* _PARTS OF THE EXERCISE_
(1) From the text on tree failure, print the part that opens with the words containing "3. Climatic factors" and closes with "in the autumn.".
(2) In the text on tree failure, rewrite the paragraph beginning "In the UK during the winter of 2012" as a short bulleted list that keeps its main facts.

* _PASSAGE TO READ_
+++++

Why do some trees fail?
November 5, 2014
Some trees that fail have had very noticeable defects and failure could have been prevented if they had only been identified. Below I have written a generalised overview for the reasons as to why we see tree failure.
Major causes of failure are:
1. Mechanical damage
This type of damage can be caused by vehicles, either by collision with the trunk or compaction of the roots when cars have driven over or parked close to the tree. Compaction of the roots can be very serious and in turn can cause die back and eventual death of the tree. Root damage is never obvious straight away, it can take a couple of years before leaf development is affected. The importance of root protection barriers on building sites is an area Treesure is involved in. We undertake BS5837 Tree Surveys in order for the trees to be protected whilst building work is carried out. Digging, compaction from vehicles, damage to limbs from heavy machinery are all detrimental to trees and we work hard to ensure a harmonious balance between new builds and existing trees.
2. Weak forks
Trees that share two main limbs (co-dominant stems) can sometimes undergo weak fork failure. Although some trees such as the Lombardy Poplar have acute forks as a typical feature, but their upright and compact branching help to restrict excessive movement at the forks. Other trees such as the Horse Chestnut frequently fail at weak forks as they tend to grow long horizontal branches, these sway in winds causing breakage. Through personal experience I have found that other trees such as Beech are prone to failure when they have an acute fork from two main leaders with considerable weight on the main branches. Reducing excessive weight by pruning always helps to lower the risk of failure as the long branches no longer act as a ‘sail’ or carry as much weight.
3. Climatic factors
In the UK during the winter of 2012 we found that we were called out to deal with many trees that had failed due to snow damage. In the North West the snow came from the south yet, our prevailing wind usually comes from the west. This caught out the trees at their most vulnerable position. The trees that were mostly affected were Conifers and Pines. The reason that these were primarily affected was because they carry their foliage all year round unlike the common broadleaf deciduous trees which had already lost their leaves in the autumn.
The trees that we found to be mainly affected were Cedar of Lebanon, Macrocarpa cypressus, Scots Pine and Black Pine. It became evident that the evergreen trees with the most horizontal branches were the ones that suffered the most damage and in many cases complete removal was the only solution.

+++++

(Referring expression pointing data)
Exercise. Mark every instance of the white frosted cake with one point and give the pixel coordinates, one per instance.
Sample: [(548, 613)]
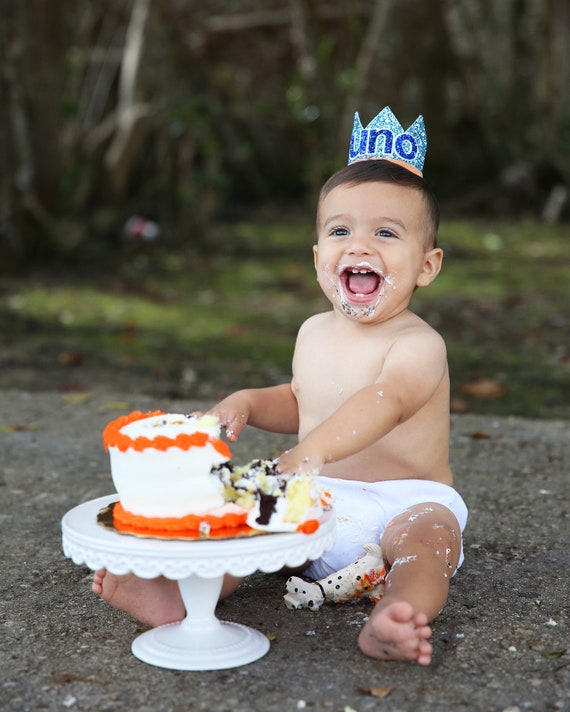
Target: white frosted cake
[(174, 476)]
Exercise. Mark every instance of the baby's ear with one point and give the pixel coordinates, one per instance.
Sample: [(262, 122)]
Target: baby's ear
[(432, 265)]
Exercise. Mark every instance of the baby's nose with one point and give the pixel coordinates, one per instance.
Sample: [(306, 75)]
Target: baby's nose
[(359, 245)]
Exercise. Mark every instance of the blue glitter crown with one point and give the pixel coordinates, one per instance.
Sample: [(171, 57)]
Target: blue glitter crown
[(384, 137)]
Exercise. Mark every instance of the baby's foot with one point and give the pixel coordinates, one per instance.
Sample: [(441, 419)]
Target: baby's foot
[(151, 601), (395, 632)]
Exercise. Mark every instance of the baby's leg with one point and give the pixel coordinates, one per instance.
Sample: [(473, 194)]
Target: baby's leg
[(422, 547), (152, 601)]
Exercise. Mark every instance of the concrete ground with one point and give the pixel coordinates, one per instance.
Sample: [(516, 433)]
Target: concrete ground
[(501, 644)]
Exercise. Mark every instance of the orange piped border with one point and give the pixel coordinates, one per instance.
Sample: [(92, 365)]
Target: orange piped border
[(308, 527), (178, 526), (113, 437)]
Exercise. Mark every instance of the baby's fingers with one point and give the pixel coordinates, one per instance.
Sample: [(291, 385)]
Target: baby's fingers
[(234, 425)]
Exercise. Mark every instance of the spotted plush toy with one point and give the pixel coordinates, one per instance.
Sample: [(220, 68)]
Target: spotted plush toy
[(364, 578)]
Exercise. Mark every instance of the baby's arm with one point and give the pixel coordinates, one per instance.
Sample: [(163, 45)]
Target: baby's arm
[(411, 373), (273, 409)]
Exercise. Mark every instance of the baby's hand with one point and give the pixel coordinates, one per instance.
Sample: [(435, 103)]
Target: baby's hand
[(233, 413)]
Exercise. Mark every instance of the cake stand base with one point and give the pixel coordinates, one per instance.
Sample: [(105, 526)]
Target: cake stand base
[(170, 646), (200, 641)]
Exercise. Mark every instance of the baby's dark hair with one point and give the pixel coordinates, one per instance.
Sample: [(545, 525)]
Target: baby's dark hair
[(382, 171)]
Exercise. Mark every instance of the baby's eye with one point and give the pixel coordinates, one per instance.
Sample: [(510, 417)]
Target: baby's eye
[(384, 232), (338, 232)]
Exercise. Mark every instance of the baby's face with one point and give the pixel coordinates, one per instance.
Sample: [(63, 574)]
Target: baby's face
[(371, 250)]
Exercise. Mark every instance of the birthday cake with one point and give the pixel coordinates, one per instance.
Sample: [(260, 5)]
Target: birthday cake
[(174, 477)]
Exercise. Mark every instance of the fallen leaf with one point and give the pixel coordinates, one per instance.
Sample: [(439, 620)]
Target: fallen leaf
[(19, 428), (77, 398), (70, 358), (375, 691), (483, 388)]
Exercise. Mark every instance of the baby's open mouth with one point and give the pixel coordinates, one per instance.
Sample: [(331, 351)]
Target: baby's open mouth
[(361, 283)]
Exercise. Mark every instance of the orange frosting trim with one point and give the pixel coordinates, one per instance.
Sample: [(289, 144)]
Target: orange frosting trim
[(176, 526), (309, 527), (113, 437)]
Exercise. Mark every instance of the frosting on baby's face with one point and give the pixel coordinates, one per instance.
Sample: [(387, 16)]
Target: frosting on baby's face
[(370, 253)]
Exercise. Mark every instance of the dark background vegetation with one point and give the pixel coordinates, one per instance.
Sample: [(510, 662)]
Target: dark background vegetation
[(216, 122)]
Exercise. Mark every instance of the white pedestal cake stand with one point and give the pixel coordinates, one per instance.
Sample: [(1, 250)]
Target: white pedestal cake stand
[(200, 641)]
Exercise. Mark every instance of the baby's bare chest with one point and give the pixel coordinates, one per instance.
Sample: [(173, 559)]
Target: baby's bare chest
[(327, 373)]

+++++

* _NUMBERED RESPONSES_
(1)
3. Climatic factors
In the UK during the winter of 2012 we found that we were called out to deal with many trees that had failed due to snow damage. In the North West the snow came from the south yet, our prevailing wind usually comes from the west. This caught out the trees at their most vulnerable position. The trees that were mostly affected were Conifers and Pines. The reason that these were primarily affected was because they carry their foliage all year round unlike the common broadleaf deciduous trees which had already lost their leaves in the autumn.

(2)
- During the UK winter of 2012, many trees failed because of snow damage.
- In the North West, the snow came from the south, although the prevailing wind usually comes from the west. This caught the trees at their most vulnerable position.
- Conifers and Pines were the trees mostly affected.
- These trees carry their foliage all year round. The common broadleaf deciduous trees had already lost their leaves in the autumn.